DATA RECORDS →
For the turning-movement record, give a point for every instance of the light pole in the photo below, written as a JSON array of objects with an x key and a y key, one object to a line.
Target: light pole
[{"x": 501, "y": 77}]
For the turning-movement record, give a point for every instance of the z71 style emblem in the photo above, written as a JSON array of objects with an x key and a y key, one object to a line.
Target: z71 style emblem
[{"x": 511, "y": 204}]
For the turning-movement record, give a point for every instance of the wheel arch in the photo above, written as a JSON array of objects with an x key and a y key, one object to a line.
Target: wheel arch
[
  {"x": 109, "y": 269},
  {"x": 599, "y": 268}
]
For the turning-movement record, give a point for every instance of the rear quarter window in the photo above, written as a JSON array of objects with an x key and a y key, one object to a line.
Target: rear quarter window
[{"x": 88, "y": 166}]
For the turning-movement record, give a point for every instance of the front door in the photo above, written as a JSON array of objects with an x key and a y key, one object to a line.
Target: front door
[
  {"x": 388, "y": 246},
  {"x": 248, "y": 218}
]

WHAT TO DO → Go through the listing, find each line with the word "object", and copy it.

SOLUTION TO THE EXERCISE →
For the turning-movement record, give a point for every instance of the light pole in the photo below, written as a JSON array of objects with an x key and a y key, one object to a line.
For the turning-movement record, give a point for every instance of the z71 style emblem in the photo above, written as a JSON array of objects with an x key and a y key, one object to a line.
For the turning-movement record, give a point for every instance of the wheel arch in the photo above, written as a JSON array of objects with an x key and a y key, one object to a line.
For the turning-movement record, give a point for every instance of the rear quarter window in the photo above, written as a JSON array of objects with an x key and a y key, one object to a line.
For the turning-movement record, give a point for every instance of the front door in the photo above, written as a JSON array of objects with an x key and a y key, one object to a line.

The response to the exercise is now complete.